- _Document excerpt_
────
STA5057W & STA5058W: Masters in Biostatistics

The course work component (STA5057W) of the MSc degree in Biostatistics aims to train students in more advanced statistical methodology needed for the analysis of data from the Health and Biological Sciences. Students need to complete 6 modules of which 4 are compulsory. Depending on the statistics background of the student, two options are available:

Option 1:

Multivariate Statistics  STA5069Z 15 credits
Longitudinal Data Analysis STA5067Z 15 credits
Survival Analysis STA5072Z 15 credits
Design of Clinical Trials STA5063Z 15 credits

Option 2

Biostatistics Honours Module    15 credits
GLM Theory    7.5 credits
Multivariate Honours Module   15 credits
Longitudinal Data Analysis STA5067Z 15 credits
Survial Analysis STA5072Z 15 credits
Design of Clinical Trials STA5063Z 15 credits

To complete a total of 90 credits, students may choose from the electives:

Advanced Topics in Regression STA5090Z 15 credits
Simulation and Optimisation STA5071Z 15 credits
Machine Learning STA5068Z 15 credits
Bayesian Decision Modelling STA5061Z 15 credits
Mathematical Modelling for Infectious Diseases STA5066Z 15 credits
Ecological Statistics  STA5064Z  15 credits
Causal Modelling STA5062Z 15 credits

Students are also allowed to choose a maximum of two modules from other departments or honours level courses. Students who do not have a qualification in Statistics at honours level, will be required to pass some pre-courses (STA5014Z) before being allowed to register for the degree. These include Introductory Calculus, Matrix Methods, Introductory Inference and R-programming. These transition students will be required to take the Biostatistics Honours module as a compulsory module and may take the Multivariate Statistics at honours rather than masters level. After successful completion of the coursework component, the students will register for the dissertation component of the degree.

The research component (STA5058W) of the degree is based on a 90 credit dissertation. The topic of the research will be based on methodological or applied problems from the Health or Biological Sciences. Students may be based in a research unit from where the research has originated for the duration of their dissertation.

On completion of the research component, and the preceding coursework component, students will be able to: (1) conduct collaborative research in the health and biological sciences, (2) conduct independent research in statistical methodology for the health and biological sciences, (3) act as statistical consultants for health and biological sciences research.


STA5000W: Masters in Mathematical Statistics

The topic of the masters degree is decided in conjunction with a supervisor. Although every effort will be made to link potential students with a supervisor in the field of the submitted research proposal, it remains the responsibility of the applicant to secure a commitment from a suitable supervisor. The research fields of our staff vary in the areas of Astrostatistics, Biostatistics and Bioinformatics, Ecological statistics, Econometrics and Financial modelling, Multivariate statistics, Stochastic processes, Spatial statistics and Statistical Education. For more information on the specific specialisations of staff members, see the Academic staff page.
────
- _Data supplied_
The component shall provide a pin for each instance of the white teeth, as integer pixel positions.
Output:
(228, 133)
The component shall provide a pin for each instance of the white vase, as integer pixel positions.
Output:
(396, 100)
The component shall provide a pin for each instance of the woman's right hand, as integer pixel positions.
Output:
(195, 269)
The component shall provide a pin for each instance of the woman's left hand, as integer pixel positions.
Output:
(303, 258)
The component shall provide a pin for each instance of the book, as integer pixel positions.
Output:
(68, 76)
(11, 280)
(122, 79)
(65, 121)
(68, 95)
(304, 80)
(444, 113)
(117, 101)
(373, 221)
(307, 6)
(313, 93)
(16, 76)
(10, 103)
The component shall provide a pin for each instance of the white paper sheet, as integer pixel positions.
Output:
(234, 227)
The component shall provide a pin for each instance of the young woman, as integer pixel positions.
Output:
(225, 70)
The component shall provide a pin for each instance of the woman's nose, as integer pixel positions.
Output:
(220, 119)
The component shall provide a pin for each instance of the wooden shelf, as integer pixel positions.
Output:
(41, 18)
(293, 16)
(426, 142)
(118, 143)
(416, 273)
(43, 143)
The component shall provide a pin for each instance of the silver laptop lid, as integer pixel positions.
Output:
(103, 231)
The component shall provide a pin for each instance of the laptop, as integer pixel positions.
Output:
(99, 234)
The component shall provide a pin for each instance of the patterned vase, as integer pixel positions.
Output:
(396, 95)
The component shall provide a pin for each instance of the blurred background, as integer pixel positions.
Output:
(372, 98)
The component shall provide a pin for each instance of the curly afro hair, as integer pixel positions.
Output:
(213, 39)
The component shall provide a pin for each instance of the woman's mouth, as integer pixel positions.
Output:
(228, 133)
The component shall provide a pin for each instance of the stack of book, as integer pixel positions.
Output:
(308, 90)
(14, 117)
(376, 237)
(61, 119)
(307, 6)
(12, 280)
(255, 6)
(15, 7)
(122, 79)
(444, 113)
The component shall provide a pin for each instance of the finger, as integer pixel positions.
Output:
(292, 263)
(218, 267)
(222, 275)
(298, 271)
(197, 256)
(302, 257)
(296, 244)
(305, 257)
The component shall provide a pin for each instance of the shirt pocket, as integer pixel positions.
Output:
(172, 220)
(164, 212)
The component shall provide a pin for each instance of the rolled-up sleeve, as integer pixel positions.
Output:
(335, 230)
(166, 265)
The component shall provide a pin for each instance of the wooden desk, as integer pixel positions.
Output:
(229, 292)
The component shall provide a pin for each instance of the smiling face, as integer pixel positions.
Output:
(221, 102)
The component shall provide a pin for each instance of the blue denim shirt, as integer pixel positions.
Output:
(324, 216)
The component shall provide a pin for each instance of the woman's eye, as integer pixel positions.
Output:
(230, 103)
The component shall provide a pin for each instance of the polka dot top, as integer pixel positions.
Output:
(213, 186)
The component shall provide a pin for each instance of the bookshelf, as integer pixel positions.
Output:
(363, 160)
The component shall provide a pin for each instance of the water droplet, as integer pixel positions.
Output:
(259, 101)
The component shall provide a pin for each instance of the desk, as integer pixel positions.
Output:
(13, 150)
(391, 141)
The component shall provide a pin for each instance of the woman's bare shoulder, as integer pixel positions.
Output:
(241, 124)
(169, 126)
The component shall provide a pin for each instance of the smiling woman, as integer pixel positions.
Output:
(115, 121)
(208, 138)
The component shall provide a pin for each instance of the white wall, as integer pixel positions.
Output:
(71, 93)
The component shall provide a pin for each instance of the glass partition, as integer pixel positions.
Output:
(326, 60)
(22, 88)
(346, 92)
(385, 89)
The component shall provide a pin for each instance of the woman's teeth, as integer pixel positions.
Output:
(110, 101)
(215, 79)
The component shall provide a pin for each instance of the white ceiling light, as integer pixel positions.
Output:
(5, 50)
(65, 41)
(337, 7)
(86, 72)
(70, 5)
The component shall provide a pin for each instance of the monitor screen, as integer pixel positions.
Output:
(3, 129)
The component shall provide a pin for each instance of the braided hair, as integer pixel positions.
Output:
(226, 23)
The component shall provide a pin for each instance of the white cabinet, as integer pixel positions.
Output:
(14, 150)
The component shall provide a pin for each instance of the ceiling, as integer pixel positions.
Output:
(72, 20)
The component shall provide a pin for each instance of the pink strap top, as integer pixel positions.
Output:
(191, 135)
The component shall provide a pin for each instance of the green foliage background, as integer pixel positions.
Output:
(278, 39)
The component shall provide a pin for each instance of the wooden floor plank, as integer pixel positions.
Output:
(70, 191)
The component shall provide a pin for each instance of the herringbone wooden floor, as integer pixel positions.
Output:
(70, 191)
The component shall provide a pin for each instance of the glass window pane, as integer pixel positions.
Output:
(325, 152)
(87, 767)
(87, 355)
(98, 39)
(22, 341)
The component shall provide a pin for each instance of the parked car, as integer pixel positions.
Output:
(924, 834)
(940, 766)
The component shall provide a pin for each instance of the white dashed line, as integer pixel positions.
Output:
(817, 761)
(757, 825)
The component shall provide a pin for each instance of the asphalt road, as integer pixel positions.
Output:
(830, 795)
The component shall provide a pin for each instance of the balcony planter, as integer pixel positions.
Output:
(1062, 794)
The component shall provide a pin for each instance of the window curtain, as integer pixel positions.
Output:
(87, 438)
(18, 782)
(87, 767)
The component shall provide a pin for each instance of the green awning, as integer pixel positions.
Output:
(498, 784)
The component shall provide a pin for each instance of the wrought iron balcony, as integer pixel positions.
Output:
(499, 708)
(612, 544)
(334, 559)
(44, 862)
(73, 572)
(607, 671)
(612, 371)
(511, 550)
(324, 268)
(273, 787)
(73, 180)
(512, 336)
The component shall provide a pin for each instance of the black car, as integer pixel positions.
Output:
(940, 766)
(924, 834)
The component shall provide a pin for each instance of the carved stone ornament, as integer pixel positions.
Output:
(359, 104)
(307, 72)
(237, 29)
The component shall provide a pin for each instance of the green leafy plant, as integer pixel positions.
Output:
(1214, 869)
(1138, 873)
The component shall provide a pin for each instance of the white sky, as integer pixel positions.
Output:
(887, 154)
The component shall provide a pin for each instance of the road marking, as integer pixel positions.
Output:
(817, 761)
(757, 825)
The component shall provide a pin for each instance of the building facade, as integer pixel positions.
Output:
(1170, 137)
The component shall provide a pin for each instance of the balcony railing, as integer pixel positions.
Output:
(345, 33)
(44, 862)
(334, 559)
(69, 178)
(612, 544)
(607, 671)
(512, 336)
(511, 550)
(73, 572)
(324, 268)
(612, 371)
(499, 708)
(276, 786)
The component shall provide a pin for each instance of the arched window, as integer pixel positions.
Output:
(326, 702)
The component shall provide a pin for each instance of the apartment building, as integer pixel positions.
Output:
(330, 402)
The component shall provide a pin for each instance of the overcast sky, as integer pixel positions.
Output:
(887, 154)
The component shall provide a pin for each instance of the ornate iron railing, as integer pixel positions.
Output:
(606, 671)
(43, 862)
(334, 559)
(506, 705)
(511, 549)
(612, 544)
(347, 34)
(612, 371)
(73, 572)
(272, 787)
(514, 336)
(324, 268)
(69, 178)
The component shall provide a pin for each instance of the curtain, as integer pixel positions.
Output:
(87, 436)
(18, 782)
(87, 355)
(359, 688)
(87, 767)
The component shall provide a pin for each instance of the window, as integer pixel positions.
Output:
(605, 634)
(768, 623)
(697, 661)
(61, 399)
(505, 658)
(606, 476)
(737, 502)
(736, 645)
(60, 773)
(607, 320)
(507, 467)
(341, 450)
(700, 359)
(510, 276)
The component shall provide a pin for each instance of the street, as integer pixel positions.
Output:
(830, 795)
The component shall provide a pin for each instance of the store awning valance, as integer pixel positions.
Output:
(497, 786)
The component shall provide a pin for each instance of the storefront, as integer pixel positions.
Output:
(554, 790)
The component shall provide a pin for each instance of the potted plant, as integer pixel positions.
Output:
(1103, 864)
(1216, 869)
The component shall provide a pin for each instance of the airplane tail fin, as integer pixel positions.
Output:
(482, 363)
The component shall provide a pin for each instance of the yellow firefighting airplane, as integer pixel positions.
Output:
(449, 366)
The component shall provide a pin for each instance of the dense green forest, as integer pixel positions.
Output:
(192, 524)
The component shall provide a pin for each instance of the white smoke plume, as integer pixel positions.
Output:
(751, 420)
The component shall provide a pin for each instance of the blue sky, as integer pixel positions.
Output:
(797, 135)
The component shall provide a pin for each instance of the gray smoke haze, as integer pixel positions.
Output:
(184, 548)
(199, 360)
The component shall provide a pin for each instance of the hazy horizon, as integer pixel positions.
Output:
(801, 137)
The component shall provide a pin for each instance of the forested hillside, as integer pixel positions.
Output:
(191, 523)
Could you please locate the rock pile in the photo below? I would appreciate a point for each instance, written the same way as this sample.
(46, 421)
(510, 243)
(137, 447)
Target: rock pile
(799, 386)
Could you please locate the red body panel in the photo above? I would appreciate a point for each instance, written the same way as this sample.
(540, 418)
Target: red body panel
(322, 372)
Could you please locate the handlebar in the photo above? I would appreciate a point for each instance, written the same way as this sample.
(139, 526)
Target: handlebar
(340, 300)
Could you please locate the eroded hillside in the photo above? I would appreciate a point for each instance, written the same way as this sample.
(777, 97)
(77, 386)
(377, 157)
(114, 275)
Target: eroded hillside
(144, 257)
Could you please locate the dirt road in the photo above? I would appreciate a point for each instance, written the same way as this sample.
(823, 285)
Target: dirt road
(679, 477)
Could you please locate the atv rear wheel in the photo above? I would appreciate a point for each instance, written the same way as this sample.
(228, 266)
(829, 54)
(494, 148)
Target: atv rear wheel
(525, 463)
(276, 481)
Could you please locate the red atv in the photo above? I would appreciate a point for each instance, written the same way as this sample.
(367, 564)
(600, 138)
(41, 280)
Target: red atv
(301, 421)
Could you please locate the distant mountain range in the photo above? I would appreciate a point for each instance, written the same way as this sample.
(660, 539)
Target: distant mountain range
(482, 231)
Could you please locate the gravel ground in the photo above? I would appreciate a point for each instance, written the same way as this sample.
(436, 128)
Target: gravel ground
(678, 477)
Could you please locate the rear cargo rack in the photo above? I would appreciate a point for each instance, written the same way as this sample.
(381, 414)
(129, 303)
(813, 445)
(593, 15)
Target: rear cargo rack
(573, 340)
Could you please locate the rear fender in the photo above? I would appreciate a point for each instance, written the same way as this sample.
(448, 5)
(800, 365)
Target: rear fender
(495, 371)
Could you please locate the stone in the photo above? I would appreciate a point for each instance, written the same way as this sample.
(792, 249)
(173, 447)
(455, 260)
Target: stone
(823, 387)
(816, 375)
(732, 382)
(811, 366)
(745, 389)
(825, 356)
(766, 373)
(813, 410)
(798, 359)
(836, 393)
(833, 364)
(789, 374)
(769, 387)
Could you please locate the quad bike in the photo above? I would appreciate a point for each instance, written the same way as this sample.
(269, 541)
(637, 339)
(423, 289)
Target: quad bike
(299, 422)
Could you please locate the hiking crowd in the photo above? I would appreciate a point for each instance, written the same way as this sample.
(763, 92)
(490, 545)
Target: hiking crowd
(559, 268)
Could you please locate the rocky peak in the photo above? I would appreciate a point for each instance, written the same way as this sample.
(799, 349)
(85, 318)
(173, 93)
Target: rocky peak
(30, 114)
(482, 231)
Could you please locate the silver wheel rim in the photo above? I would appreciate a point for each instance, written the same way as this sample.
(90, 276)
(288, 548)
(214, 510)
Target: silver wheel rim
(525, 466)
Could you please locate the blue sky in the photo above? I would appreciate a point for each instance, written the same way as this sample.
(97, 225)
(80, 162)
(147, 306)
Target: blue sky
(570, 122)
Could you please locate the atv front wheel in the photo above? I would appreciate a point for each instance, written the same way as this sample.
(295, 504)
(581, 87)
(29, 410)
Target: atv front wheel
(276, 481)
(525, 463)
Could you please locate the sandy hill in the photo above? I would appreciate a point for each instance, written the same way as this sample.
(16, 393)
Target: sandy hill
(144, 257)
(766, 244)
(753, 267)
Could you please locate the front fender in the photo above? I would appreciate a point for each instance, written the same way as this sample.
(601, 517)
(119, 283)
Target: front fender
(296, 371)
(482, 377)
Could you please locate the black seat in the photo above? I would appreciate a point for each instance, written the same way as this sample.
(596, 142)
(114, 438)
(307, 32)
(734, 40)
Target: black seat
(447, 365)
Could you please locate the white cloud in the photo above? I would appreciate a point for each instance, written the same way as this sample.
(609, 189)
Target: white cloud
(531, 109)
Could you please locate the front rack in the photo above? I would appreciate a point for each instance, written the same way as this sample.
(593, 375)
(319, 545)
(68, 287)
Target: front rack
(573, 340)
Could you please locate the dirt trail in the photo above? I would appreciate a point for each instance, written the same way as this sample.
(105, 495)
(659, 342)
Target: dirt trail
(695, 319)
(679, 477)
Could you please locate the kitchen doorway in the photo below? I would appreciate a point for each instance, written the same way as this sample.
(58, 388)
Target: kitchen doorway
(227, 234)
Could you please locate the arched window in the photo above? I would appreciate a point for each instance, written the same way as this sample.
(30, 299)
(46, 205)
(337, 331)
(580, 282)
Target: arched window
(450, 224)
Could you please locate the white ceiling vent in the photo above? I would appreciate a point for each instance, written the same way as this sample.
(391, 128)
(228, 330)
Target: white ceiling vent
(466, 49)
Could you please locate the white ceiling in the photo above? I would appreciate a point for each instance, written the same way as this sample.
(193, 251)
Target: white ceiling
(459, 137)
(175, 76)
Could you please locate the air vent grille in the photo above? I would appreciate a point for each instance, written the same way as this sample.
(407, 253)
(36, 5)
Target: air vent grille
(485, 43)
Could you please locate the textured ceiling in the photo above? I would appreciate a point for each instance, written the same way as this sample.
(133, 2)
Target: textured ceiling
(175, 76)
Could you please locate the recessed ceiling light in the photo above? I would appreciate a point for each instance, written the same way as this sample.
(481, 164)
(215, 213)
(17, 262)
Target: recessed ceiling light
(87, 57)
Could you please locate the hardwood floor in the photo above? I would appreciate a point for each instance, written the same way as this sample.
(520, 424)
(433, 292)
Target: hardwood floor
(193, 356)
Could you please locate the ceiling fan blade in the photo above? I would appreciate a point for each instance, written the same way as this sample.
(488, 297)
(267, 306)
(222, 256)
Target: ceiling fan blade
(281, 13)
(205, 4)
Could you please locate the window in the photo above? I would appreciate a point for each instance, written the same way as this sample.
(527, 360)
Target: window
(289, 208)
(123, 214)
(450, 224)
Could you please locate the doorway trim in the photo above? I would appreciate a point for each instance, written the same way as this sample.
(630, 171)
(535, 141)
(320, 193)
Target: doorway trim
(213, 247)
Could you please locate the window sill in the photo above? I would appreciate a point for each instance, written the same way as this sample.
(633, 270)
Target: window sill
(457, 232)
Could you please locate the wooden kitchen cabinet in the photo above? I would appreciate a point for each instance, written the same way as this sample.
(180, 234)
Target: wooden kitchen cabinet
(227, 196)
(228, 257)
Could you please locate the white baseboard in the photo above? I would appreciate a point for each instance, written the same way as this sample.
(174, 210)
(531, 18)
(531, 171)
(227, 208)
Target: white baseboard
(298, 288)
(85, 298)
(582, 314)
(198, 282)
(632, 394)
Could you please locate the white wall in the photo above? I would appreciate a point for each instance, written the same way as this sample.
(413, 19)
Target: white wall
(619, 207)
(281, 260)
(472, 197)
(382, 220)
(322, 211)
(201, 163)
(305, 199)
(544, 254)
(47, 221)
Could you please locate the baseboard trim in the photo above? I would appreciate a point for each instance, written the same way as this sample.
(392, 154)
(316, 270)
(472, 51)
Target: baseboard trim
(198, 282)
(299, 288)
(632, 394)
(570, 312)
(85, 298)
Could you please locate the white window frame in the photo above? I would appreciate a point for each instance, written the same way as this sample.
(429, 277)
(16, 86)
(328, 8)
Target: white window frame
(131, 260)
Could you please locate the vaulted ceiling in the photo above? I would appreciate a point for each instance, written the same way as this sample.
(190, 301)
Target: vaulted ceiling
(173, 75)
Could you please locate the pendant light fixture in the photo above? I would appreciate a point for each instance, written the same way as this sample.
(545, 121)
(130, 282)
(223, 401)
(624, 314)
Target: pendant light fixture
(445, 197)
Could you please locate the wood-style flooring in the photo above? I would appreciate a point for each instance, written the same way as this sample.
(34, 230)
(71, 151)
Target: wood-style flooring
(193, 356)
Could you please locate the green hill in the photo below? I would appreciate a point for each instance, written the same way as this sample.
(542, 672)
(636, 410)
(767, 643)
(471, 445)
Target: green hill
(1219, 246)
────
- _Work item 1_
From the statistics degrees text, list every elective module offered toward the total of 90 credits, with each module's course code.
- _Work item 2_
Extract the passage of the statistics degrees text that runs from "On completion of" up to and including "biological sciences research.".

- _Exercise result 1_
- Advanced Topics in Regression (STA5090Z)
- Simulation and Optimisation (STA5071Z)
- Machine Learning (STA5068Z)
- Bayesian Decision Modelling (STA5061Z)
- Mathematical Modelling for Infectious Diseases (STA5066Z)
- Ecological Statistics (STA5064Z)
- Causal Modelling (STA5062Z)

- _Exercise result 2_
On completion of the research component, and the preceding coursework component, students will be able to: (1) conduct collaborative research in the health and biological sciences, (2) conduct independent research in statistical methodology for the health and biological sciences, (3) act as statistical consultants for health and biological sciences research.